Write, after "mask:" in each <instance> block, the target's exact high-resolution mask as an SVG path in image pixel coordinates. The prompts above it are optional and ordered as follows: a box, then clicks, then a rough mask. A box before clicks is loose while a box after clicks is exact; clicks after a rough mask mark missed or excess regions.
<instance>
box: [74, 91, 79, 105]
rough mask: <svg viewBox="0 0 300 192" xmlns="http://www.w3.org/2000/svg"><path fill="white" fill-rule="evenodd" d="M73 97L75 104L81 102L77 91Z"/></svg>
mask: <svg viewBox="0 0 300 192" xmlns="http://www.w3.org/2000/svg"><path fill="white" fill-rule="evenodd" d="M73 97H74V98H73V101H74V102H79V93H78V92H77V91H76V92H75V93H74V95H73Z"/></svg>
■ ■ ■
What is needed is an exact transcription of every entry above.

• _Exercise result_
Write, after "mask:" in each <instance> block, the target's exact high-resolution mask as an SVG path in image pixel coordinates. The prompts above it are optional and ordered as follows: a box, then clicks, then a rough mask. A box before clicks is loose while a box after clicks is exact; clicks after a rough mask mark missed or excess regions.
<instance>
box: [74, 91, 79, 105]
rough mask: <svg viewBox="0 0 300 192" xmlns="http://www.w3.org/2000/svg"><path fill="white" fill-rule="evenodd" d="M73 97L75 104L81 102L77 91Z"/></svg>
mask: <svg viewBox="0 0 300 192" xmlns="http://www.w3.org/2000/svg"><path fill="white" fill-rule="evenodd" d="M73 97H74V98H73V101H74V102H79V93H78V92H77V91H76V92H75V93H74V95H73Z"/></svg>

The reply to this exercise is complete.